> **To do**
Identify every line in the data below that contains the word "engine", and copy each of those lines. Matching is case-sensitive.

++++ Source records ++++

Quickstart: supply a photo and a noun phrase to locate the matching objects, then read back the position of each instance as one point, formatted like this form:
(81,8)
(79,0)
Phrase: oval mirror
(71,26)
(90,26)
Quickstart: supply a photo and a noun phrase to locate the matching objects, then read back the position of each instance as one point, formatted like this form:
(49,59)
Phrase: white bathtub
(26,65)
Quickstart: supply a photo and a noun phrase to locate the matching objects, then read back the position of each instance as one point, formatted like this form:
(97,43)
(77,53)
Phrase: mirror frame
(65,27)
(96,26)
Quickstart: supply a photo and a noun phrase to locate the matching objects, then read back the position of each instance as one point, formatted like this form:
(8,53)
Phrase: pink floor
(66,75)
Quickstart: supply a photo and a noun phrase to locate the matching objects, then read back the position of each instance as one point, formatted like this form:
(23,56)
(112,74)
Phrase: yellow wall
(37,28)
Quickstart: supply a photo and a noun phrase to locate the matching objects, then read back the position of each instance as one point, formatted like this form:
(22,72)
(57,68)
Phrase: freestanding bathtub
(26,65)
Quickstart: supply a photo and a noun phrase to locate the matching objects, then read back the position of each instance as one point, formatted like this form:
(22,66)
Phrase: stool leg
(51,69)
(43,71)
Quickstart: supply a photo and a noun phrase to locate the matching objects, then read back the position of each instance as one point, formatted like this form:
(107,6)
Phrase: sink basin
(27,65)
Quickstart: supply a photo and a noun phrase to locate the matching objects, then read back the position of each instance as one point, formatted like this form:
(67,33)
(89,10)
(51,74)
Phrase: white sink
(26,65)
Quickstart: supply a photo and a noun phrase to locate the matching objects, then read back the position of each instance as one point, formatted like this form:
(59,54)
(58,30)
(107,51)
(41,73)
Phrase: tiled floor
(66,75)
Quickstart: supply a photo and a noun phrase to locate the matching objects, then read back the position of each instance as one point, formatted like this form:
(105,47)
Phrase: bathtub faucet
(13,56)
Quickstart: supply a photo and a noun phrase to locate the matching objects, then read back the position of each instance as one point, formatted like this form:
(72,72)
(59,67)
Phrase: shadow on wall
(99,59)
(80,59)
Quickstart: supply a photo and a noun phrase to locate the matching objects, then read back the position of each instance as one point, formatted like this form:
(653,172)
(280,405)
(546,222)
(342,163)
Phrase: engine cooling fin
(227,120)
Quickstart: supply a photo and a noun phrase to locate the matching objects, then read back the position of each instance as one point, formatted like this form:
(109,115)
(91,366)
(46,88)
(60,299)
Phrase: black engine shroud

++++

> **Exercise solution**
Phrase: engine cooling fin
Phrase: black engine shroud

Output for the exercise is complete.